- _TEXTO PARA REVISAR_:
■ ■ ■ ■
Circula en Italia una frase conmovedora: «Nuestros abuelos fueron a la guerra y a nosotros se nos pide que nos quedemos en casa». Podría parecer exagerada, pero el aumento del número de víctimas convierte en peligroso cualquier juicio de valor. Y ya llevamos unos cuantos. Mi abuelo estuvo en la guerra (en la nuestra y en la de otros) y no ha llegado a sufrir esta pandemia. Tal vez sonreiría ante esta frase. Sin embargo, nos sitúa de pleno en la Historia. A nuestra generación, poco acostumbrada al sufrimiento, vanidosa y egoísta, le toca arrimar el hombro. Y resulta mucho más fácil sentarse frente a la ventana que cargar un fusil.

El lema de nuestra pandemia me hace recordar a los war poets. Poco conocidos en nuestro país, fueron aquellos soldados que lucharon en la Primera Guerra Mundial. Jóvenes que se quedaron sin futuro, que no sobrepasaban los 25 años y que tenían más experiencia en bayonetas que en el abrazo sentimental a una chica, que gritaban el nombre de sus madres cuando veían el fuego de los obuses sobre sus caras. Que sacaron el coraje suficiente para escribir, a veces con sangre, con barro o con carbón de cigarrillo, unos versos que sirviesen de epitafio a toda una generación.
■ ■ ■ ■
- _DATOS SIN PROCESAR_:

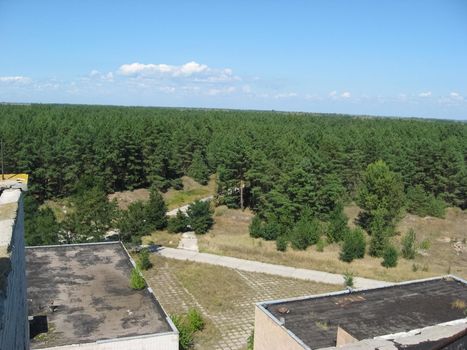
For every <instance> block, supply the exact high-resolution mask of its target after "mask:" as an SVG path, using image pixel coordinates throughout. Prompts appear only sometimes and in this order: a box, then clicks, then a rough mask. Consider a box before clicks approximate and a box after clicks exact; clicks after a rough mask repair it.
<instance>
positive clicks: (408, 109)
mask: <svg viewBox="0 0 467 350" xmlns="http://www.w3.org/2000/svg"><path fill="white" fill-rule="evenodd" d="M0 101H8V102H44V103H45V102H57V103H87V104H94V103H96V104H118V105H149V106H184V107H216V108H217V107H221V108H240V109H275V110H292V111H311V112H331V113H351V114H375V115H391V116H417V117H434V118H450V119H467V1H465V0H458V1H456V0H439V1H430V0H424V1H418V0H411V1H406V0H400V1H396V0H392V1H385V0H382V1H357V0H356V1H344V0H341V1H334V0H326V1H324V0H323V1H311V0H308V1H306V0H302V1H298V0H296V1H293V0H289V1H279V0H277V1H274V0H270V1H260V0H257V1H243V0H236V1H223V0H217V1H188V0H187V1H176V0H174V1H165V2H161V1H122V0H109V1H107V0H94V1H88V0H79V1H78V0H66V1H64V0H60V1H51V0H41V1H34V0H30V1H21V0H15V1H6V0H0Z"/></svg>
■ ■ ■ ■
- _CONSIGNA A_:
Responde según el texto sobre los war poets:
(i) ¿En qué país circula la frase sobre los abuelos que fueron a la guerra?
(ii) ¿Qué resulta mucho más fácil que cargar un fusil?
(iii) ¿En qué guerra lucharon los war poets?
- _CONSIGNA B_:
Copia literalmente el fragmento del texto sobre los war poets que va de «Circula en Italia» a «cargar un fusil.», ambos incluidos.

- _RESPUESTA FINAL A_:
(i) En Italia.
(ii) Sentarse frente a la ventana.
(iii) En la Primera Guerra Mundial.

- _RESPUESTA FINAL B_:
Circula en Italia una frase conmovedora: «Nuestros abuelos fueron a la guerra y a nosotros se nos pide que nos quedemos en casa». Podría parecer exagerada, pero el aumento del número de víctimas convierte en peligroso cualquier juicio de valor. Y ya llevamos unos cuantos. Mi abuelo estuvo en la guerra (en la nuestra y en la de otros) y no ha llegado a sufrir esta pandemia. Tal vez sonreiría ante esta frase. Sin embargo, nos sitúa de pleno en la Historia. A nuestra generación, poco acostumbrada al sufrimiento, vanidosa y egoísta, le toca arrimar el hombro. Y resulta mucho más fácil sentarse frente a la ventana que cargar un fusil.